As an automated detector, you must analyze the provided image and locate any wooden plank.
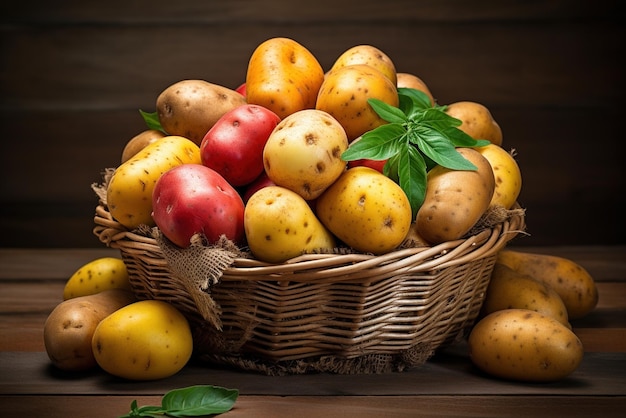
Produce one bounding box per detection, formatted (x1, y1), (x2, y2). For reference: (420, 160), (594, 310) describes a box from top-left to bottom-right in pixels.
(2, 22), (623, 110)
(1, 0), (622, 23)
(1, 351), (624, 396)
(0, 394), (625, 418)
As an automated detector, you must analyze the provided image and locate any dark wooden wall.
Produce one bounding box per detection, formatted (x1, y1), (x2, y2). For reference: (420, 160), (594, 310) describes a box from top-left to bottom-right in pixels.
(1, 0), (624, 248)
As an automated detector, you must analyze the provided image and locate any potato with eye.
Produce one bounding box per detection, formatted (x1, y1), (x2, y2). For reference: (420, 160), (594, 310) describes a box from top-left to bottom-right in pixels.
(263, 109), (348, 200)
(445, 101), (503, 146)
(156, 79), (246, 145)
(329, 44), (397, 85)
(316, 64), (399, 142)
(415, 147), (495, 244)
(246, 37), (325, 119)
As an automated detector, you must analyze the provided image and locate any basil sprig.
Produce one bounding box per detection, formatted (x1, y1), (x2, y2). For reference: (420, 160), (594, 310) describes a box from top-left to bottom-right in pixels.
(341, 88), (490, 217)
(120, 385), (239, 417)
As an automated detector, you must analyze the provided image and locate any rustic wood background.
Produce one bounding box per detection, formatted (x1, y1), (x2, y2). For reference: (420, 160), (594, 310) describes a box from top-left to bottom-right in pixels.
(1, 0), (624, 248)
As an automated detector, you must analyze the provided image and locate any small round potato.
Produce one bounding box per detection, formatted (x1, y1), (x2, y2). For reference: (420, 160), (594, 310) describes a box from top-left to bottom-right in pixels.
(446, 101), (503, 146)
(329, 44), (398, 85)
(121, 129), (165, 163)
(316, 64), (399, 141)
(468, 309), (584, 382)
(396, 72), (435, 106)
(263, 109), (348, 200)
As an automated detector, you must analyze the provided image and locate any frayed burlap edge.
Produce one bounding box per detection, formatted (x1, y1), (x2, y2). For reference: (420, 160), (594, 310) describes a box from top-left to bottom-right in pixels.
(199, 342), (436, 376)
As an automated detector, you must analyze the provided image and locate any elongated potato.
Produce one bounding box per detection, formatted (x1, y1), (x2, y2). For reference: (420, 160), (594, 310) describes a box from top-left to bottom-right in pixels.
(468, 309), (583, 382)
(156, 79), (246, 145)
(482, 263), (569, 326)
(415, 148), (495, 244)
(475, 144), (522, 209)
(497, 250), (599, 319)
(63, 257), (131, 300)
(106, 136), (201, 230)
(43, 289), (136, 371)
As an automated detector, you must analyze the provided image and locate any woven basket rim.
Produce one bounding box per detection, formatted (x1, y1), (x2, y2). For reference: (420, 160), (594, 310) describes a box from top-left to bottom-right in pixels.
(93, 201), (525, 283)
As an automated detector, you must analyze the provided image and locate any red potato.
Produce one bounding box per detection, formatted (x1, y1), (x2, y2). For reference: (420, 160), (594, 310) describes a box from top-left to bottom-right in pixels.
(235, 82), (246, 97)
(200, 104), (281, 187)
(242, 172), (276, 203)
(152, 164), (245, 247)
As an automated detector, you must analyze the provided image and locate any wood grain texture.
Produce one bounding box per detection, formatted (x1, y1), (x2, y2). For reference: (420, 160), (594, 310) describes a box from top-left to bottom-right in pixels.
(0, 1), (624, 247)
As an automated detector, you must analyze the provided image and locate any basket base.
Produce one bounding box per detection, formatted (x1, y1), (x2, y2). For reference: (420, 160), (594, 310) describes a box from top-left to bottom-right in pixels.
(197, 341), (438, 376)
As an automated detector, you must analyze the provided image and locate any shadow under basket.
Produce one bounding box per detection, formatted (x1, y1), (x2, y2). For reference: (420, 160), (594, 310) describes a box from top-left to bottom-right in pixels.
(93, 202), (525, 376)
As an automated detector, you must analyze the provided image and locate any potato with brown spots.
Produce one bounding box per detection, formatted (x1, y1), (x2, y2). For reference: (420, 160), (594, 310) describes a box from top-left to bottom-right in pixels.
(415, 147), (495, 244)
(475, 143), (522, 209)
(156, 79), (246, 145)
(316, 64), (399, 142)
(316, 166), (412, 255)
(244, 186), (336, 263)
(468, 309), (584, 382)
(482, 263), (570, 326)
(263, 109), (348, 200)
(445, 101), (503, 146)
(329, 44), (397, 85)
(497, 250), (599, 319)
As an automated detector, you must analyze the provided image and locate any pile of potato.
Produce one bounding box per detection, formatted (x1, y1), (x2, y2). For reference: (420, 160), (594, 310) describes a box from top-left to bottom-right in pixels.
(42, 37), (598, 382)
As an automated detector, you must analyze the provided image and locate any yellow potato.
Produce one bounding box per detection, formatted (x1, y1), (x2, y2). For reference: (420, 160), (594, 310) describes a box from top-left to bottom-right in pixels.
(497, 250), (599, 319)
(475, 144), (522, 209)
(482, 263), (569, 326)
(316, 167), (412, 254)
(63, 257), (131, 300)
(156, 79), (246, 145)
(244, 186), (336, 263)
(416, 148), (495, 244)
(316, 64), (399, 141)
(329, 44), (397, 85)
(446, 101), (503, 146)
(396, 72), (435, 106)
(92, 300), (193, 380)
(468, 309), (583, 382)
(43, 289), (136, 371)
(263, 109), (348, 200)
(121, 129), (166, 163)
(106, 136), (201, 230)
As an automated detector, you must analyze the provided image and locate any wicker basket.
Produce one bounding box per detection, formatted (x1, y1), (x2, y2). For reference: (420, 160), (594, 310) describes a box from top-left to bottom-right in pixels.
(93, 198), (525, 375)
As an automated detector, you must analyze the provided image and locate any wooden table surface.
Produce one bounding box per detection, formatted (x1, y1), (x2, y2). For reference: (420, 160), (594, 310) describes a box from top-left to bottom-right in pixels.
(1, 246), (625, 417)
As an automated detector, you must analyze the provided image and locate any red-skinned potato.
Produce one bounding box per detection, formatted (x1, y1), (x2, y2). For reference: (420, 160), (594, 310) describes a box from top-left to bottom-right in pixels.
(242, 172), (276, 204)
(201, 104), (281, 187)
(152, 164), (245, 247)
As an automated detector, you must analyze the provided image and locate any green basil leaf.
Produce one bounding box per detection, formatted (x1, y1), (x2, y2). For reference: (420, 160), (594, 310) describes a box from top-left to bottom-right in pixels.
(161, 385), (239, 417)
(398, 87), (433, 110)
(397, 146), (428, 216)
(341, 124), (406, 161)
(413, 128), (477, 171)
(367, 98), (407, 123)
(139, 109), (166, 133)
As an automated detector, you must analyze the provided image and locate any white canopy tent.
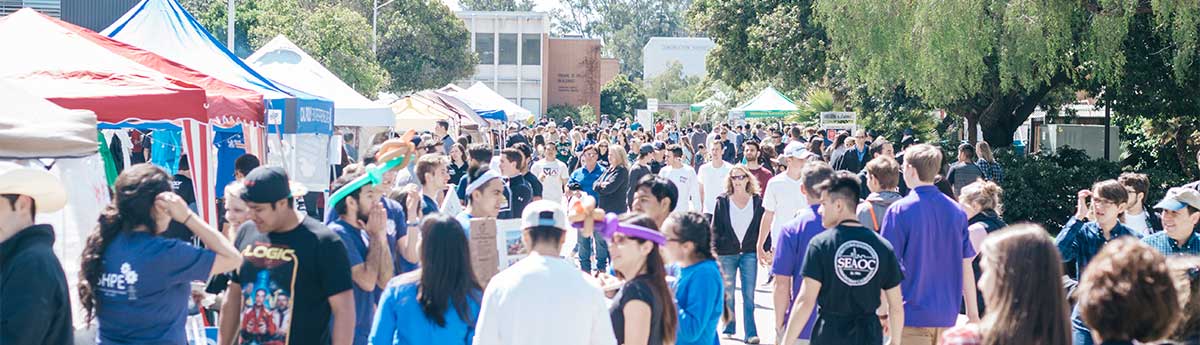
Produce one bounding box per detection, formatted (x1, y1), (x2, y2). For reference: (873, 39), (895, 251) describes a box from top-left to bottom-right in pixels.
(456, 81), (534, 123)
(247, 35), (393, 127)
(0, 80), (99, 159)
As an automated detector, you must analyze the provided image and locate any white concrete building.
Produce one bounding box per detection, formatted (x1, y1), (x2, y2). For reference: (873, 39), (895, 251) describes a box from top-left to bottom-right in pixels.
(455, 11), (548, 116)
(642, 37), (715, 79)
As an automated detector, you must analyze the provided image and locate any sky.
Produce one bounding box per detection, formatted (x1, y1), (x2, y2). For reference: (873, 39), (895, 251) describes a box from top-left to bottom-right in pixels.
(439, 0), (564, 12)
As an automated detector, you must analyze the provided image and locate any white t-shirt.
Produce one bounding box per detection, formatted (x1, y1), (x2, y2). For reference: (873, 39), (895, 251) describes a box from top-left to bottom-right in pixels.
(1124, 211), (1152, 237)
(763, 172), (808, 244)
(729, 197), (754, 242)
(473, 254), (616, 345)
(659, 164), (700, 213)
(531, 159), (569, 202)
(697, 161), (731, 214)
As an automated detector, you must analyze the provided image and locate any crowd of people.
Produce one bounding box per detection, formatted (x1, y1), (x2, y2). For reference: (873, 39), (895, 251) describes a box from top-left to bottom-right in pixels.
(3, 117), (1200, 345)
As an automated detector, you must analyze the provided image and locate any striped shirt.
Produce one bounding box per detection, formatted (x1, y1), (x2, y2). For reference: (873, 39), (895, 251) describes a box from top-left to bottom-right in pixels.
(1142, 231), (1200, 256)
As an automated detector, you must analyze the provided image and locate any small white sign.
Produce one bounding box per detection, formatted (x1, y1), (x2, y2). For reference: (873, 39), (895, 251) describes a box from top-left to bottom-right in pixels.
(647, 98), (659, 112)
(819, 111), (857, 130)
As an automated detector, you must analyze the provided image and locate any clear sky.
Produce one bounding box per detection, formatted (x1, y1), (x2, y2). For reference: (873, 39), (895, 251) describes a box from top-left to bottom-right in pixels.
(439, 0), (564, 12)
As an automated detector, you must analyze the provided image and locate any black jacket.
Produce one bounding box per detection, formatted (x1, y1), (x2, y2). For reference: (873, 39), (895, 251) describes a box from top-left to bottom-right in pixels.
(0, 224), (73, 345)
(712, 194), (764, 255)
(831, 147), (864, 172)
(595, 165), (630, 213)
(627, 162), (652, 205)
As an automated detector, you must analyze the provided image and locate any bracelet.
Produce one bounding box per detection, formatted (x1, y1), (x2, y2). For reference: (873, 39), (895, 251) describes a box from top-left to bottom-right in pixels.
(182, 213), (193, 225)
(406, 221), (420, 227)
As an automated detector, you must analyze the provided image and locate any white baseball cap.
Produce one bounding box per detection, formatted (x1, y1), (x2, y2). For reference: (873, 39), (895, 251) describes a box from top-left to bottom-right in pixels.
(0, 161), (66, 213)
(521, 200), (569, 232)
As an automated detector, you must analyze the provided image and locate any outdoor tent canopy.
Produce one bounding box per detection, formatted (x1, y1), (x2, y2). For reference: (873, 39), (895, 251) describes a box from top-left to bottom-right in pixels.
(49, 11), (265, 126)
(103, 0), (333, 135)
(730, 86), (797, 119)
(463, 81), (534, 123)
(248, 35), (392, 127)
(0, 9), (209, 123)
(0, 79), (99, 159)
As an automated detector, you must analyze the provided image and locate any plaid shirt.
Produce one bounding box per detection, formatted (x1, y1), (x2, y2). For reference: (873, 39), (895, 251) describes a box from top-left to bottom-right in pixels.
(976, 159), (1004, 181)
(1142, 231), (1200, 255)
**********
● **EXERCISE OBJECTIVE**
Copy out each line of the data above, exactly, if it lies between the line holding "any red potato." and the line holding "any basket base.", inclusive; copy no other line.

● **RESPONSE BOX**
As an automated detector, you must analyze the provided image and locate any red potato.
Produce one bounding box per detection, formatted (x1, y1), (x2, y2). For reference: (420, 160), (594, 310) describes a box from top-left to bottom-right in pixels.
(235, 82), (246, 97)
(200, 104), (281, 187)
(242, 172), (276, 203)
(152, 164), (245, 247)
As an automated detector, you must analyze the provided image and locate any wood grain texture.
Produce one bounding box per detection, formatted (x1, y1), (x2, y2). For reference: (420, 160), (594, 310) describes a box from top-left to bottom-right in pixels.
(0, 1), (624, 247)
As an automated detector, you must analyze the provided image and locate any basket base.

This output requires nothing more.